[Source records]
____________________

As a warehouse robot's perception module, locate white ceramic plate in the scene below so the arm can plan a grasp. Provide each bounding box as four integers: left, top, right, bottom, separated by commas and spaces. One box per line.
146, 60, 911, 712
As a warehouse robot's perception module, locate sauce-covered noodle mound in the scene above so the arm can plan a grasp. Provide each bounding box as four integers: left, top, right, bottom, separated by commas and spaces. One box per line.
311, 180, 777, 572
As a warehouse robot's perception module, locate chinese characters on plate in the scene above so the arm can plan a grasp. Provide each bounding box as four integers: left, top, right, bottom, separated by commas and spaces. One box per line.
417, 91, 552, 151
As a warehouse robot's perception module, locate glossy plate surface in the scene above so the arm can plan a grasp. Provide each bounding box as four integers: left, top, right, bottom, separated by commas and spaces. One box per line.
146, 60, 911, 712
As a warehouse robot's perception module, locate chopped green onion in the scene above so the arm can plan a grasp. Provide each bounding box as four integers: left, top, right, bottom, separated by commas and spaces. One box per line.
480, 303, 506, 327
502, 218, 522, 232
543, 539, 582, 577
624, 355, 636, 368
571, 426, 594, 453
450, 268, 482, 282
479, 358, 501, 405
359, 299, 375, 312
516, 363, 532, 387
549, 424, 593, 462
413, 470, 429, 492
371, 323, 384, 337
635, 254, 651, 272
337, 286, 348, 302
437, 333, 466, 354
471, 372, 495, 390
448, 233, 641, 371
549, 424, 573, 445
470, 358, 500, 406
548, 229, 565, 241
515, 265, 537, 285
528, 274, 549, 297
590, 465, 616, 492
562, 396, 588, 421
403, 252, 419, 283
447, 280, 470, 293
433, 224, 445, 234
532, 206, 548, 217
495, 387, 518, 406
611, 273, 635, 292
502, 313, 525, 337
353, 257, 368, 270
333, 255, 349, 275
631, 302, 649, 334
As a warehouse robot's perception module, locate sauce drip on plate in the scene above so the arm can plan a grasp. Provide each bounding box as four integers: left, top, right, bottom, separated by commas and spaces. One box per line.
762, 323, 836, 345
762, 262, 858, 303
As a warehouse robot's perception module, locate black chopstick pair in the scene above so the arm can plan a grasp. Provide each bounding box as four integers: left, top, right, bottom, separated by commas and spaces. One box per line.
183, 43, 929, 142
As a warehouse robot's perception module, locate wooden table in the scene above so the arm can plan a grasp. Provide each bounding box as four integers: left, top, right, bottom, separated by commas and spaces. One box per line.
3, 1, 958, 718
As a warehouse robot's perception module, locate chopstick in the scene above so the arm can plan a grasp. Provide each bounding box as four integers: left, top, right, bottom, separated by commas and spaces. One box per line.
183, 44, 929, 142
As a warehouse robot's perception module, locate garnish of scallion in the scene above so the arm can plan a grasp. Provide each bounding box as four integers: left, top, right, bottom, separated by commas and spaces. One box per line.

____________________

Every record must be retyped so that it matches the original exactly.

As a warehouse robot's perception module, locate white ceramic plate in the scene below so the arm can plan a grasp. Provide each bounding box as four integers: left, top, right, bottom, separated by commas and spaces. One box per line.
146, 60, 911, 712
As a warehouse robot's perception module, locate sauce-covered noodle mound in the scene above so the arm can plan a grasp. Provide each bounding box as four integers: left, top, right, bottom, separated by commas and spaces. One box per line.
311, 180, 777, 572
As a warehouse robot's perception module, locate chinese characters on plate in the scene above so the arm can plan a grasp. Provide each bounding box as four integers: left, top, right, bottom, separated by commas and spaces. One box per line.
417, 91, 552, 151
As a warehouse robot's perception module, locate glossy plate surface in the scene above so the arm can plan a grasp. Provide each bounding box as four integers: left, top, right, bottom, separated by commas and spaces. One box per line.
146, 60, 911, 712
As a warehouse robot's perception module, locate chopped green onion in the scene above so the arm can plan a grasp. Provide each bounding box as four integers: left, top, right, bottom, separated by commas and spaces. One box per line.
480, 303, 506, 327
502, 218, 522, 232
543, 539, 582, 577
624, 355, 636, 368
571, 426, 594, 453
450, 268, 482, 282
479, 358, 501, 405
359, 299, 375, 312
516, 363, 532, 387
549, 424, 593, 462
413, 470, 429, 492
371, 323, 384, 337
635, 254, 651, 272
337, 286, 348, 302
437, 333, 466, 354
471, 372, 495, 390
448, 233, 641, 371
549, 424, 573, 445
470, 358, 500, 406
548, 229, 565, 241
515, 265, 537, 285
528, 274, 549, 297
590, 465, 616, 492
562, 396, 588, 421
403, 252, 419, 283
447, 280, 470, 293
433, 224, 445, 234
532, 206, 548, 217
495, 387, 518, 406
611, 273, 635, 292
502, 313, 525, 337
353, 257, 368, 270
333, 255, 349, 275
631, 302, 649, 334
As a warehouse robot's perception module, locate sauce drip on plate in the scene above so the arm can plan a grasp. Provide each bounding box as four integers: left, top, right, bottom, separated by commas and spaces. One box per line.
762, 323, 836, 345
762, 262, 858, 303
As a warehouse robot's perception module, locate black chopstick pair in the scene above so the arm can plan a grasp. Provide each bounding box as four integers: left, top, right, bottom, separated by commas and spaces. One box per line.
183, 43, 929, 142
As a warehouse robot's perception module, locate wooden table in the scene above so the arm can plan a grasp. Provide each bounding box as four integers: left, top, right, bottom, separated by commas and spaces. One box per line.
3, 1, 958, 718
As a warehouse robot's perception module, locate chopstick in the scene above so the arm can plan a grasp. Provide each bounding box as four integers: left, top, right, bottom, separated by commas and spaces. One box per line.
183, 44, 929, 142
As a warehouse robot's perception module, locate garnish of scallion in the scene above so the arm can plan a grasp. Provide each bounding box as four integers: left, top, right, bottom, separated by commas and spaces. One box per line.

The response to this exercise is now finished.